#### [WORK REQUIRED]
Only the lines from the one with "[point] every instance of the red salt" to the last line belong in your answer; write them out exactly and drop the pictures.

#### [Named-object pointing records]
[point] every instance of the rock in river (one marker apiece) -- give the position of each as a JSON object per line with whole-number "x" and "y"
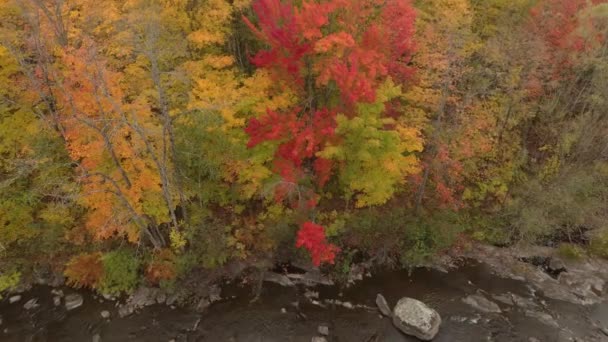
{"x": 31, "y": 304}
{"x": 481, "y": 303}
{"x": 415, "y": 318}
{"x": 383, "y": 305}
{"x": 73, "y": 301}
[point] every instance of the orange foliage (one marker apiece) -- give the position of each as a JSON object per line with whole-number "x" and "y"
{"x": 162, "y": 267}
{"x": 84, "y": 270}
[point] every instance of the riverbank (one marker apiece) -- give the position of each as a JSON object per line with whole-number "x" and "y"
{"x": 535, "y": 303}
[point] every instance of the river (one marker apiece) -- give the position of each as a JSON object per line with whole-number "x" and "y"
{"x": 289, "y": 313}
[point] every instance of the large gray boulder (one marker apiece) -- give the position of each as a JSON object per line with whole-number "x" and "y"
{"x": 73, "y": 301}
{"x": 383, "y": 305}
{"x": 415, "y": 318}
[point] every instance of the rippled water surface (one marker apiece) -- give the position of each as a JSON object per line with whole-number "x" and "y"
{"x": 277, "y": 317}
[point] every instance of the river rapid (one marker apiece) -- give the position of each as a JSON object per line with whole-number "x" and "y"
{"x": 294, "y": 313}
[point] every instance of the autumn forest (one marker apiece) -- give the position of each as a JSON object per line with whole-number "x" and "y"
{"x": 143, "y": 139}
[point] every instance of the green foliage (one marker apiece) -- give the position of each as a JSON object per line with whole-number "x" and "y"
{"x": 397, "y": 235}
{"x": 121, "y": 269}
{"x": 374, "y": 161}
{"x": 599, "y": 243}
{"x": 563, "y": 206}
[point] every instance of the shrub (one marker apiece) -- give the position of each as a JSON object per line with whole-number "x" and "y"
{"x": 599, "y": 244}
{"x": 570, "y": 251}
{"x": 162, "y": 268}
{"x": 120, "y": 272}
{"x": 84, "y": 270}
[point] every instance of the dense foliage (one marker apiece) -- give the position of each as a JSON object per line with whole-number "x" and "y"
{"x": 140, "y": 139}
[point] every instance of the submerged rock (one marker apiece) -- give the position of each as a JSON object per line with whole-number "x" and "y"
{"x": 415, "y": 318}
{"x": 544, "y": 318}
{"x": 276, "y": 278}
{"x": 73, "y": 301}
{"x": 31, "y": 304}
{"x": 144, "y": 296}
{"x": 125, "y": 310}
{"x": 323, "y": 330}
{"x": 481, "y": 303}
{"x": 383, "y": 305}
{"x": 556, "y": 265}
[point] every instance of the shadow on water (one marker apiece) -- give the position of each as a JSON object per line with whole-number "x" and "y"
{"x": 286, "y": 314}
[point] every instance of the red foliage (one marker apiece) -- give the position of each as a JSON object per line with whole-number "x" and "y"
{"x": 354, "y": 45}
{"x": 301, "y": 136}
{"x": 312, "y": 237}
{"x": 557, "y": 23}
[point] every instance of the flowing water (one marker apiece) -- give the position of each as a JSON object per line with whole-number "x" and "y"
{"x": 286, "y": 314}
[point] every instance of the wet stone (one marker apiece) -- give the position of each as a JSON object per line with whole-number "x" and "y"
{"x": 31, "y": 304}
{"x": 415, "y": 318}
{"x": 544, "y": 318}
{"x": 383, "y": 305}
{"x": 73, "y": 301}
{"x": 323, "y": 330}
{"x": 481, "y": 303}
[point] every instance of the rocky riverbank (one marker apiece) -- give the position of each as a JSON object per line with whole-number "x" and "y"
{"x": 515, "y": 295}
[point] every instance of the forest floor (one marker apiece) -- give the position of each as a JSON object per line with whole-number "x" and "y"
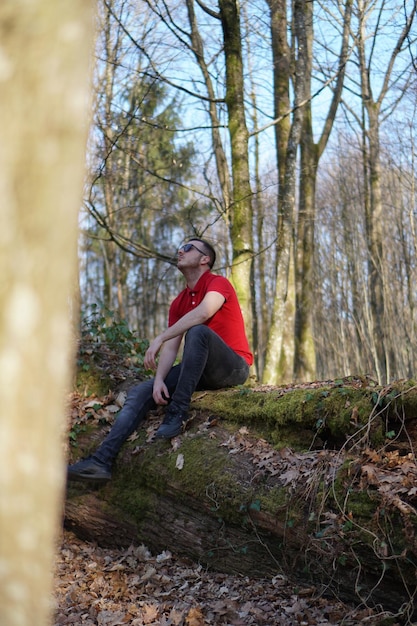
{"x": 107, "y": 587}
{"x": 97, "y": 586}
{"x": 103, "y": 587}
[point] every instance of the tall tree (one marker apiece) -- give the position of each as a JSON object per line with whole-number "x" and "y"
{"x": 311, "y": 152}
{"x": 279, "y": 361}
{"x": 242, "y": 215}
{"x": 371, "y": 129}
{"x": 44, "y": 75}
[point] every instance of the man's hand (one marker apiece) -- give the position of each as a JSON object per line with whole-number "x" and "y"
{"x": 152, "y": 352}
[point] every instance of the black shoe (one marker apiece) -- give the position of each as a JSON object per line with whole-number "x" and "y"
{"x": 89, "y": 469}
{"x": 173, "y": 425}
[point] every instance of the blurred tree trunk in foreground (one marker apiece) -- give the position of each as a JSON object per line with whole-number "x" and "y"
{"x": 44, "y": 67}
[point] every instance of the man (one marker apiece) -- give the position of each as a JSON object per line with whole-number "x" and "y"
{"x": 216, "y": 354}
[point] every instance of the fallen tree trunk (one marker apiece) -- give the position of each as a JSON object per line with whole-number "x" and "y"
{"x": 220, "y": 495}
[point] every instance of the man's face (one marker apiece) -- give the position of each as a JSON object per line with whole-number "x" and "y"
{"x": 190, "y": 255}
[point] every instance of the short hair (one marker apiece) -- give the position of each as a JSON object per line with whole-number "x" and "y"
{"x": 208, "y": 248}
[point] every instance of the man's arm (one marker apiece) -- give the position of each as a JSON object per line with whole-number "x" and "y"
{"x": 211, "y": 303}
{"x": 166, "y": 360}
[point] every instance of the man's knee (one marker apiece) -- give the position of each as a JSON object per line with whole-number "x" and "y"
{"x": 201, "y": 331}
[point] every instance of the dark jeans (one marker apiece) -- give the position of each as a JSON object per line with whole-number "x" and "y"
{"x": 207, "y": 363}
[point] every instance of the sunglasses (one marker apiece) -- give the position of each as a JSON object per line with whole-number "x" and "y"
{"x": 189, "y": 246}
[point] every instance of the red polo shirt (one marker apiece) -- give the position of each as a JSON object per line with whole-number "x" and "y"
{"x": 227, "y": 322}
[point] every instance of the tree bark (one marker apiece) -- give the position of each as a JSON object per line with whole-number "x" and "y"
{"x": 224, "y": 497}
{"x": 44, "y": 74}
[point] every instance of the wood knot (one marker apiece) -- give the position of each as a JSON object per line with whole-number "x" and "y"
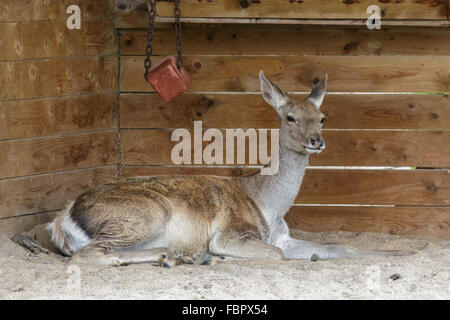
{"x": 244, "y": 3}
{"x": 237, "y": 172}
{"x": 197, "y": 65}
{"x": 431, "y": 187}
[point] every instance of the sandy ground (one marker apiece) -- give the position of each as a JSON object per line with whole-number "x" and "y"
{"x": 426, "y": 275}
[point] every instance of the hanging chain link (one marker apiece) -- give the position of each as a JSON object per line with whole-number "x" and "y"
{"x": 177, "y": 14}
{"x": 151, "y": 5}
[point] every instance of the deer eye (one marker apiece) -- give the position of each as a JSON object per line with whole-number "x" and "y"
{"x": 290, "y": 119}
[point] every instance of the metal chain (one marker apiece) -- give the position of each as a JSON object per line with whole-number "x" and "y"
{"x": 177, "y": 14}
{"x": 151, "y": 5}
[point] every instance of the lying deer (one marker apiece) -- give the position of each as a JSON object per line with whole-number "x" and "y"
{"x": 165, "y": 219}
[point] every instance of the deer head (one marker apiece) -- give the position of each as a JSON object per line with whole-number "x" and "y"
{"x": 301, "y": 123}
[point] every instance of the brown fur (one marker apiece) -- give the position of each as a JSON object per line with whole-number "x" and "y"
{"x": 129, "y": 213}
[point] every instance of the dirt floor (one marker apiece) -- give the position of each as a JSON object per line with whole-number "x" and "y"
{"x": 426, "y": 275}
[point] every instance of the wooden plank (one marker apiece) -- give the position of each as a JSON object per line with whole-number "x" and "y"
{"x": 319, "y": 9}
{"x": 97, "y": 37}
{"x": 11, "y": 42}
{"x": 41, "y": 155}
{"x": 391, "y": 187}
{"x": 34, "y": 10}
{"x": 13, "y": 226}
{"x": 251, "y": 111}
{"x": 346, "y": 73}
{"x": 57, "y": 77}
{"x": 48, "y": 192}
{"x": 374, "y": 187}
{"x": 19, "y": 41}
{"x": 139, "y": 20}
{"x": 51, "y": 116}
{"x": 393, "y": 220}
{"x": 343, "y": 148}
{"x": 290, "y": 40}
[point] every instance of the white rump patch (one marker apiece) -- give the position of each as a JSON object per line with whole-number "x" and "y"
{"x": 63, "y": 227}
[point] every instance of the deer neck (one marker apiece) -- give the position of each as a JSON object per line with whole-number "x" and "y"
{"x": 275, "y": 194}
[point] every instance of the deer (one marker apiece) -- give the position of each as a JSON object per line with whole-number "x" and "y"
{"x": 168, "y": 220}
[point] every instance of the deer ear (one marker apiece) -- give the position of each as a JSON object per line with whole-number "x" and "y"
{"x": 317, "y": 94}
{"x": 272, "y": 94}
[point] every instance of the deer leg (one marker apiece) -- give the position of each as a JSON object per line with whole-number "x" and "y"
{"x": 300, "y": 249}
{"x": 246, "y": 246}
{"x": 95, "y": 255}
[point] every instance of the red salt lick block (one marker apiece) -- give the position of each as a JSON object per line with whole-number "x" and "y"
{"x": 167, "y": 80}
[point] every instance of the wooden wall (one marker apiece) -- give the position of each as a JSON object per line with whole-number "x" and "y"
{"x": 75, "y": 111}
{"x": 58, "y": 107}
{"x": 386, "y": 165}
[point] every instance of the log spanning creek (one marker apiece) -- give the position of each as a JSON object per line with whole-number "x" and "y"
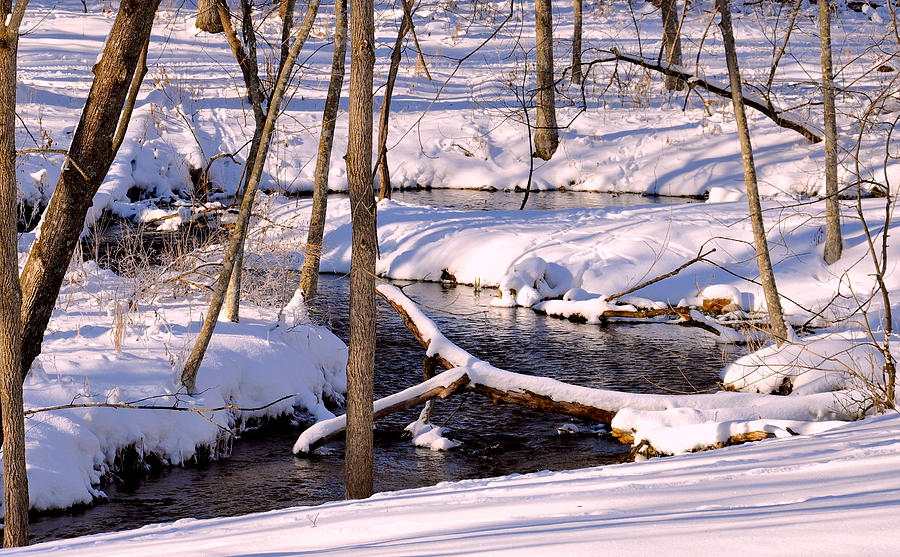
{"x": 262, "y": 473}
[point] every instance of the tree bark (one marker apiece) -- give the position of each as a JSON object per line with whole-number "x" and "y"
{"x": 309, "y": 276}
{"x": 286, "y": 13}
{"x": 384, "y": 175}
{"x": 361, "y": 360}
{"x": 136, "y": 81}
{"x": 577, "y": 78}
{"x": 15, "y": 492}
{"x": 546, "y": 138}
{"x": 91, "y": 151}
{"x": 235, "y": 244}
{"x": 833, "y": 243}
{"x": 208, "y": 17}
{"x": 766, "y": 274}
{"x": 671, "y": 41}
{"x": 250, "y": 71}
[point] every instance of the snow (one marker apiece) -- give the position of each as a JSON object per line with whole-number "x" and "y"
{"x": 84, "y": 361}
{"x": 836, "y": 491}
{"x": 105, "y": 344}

#### [TASK SOLUTION]
[point] every instance of the red salt lick block (one marker apiece) -- give the position of each as a JSON object per line with whole-number "x" and "y"
{"x": 167, "y": 80}
[point] every instance of the wooden wall (one marker apiece) -- give the position of each as a JSON object per line with whole-number "x" and "y"
{"x": 75, "y": 111}
{"x": 58, "y": 107}
{"x": 386, "y": 165}
[point] every instance of the log spanning creek (one marker apiece) -- give the position of each as a JSON object per line with whole-number "x" and "y"
{"x": 262, "y": 473}
[point] every instance of the tree bark (one marker apiece) -- give the position of each as a JSON object per line with whole-number "x" and "y"
{"x": 309, "y": 276}
{"x": 286, "y": 13}
{"x": 384, "y": 175}
{"x": 361, "y": 360}
{"x": 136, "y": 81}
{"x": 577, "y": 78}
{"x": 15, "y": 492}
{"x": 546, "y": 138}
{"x": 91, "y": 151}
{"x": 235, "y": 244}
{"x": 833, "y": 243}
{"x": 208, "y": 17}
{"x": 766, "y": 274}
{"x": 671, "y": 41}
{"x": 250, "y": 71}
[point] every instance of the snow (one marker apiece) -- give the position of each as a JSON object per line with whole-number "x" and "y"
{"x": 84, "y": 361}
{"x": 836, "y": 491}
{"x": 105, "y": 344}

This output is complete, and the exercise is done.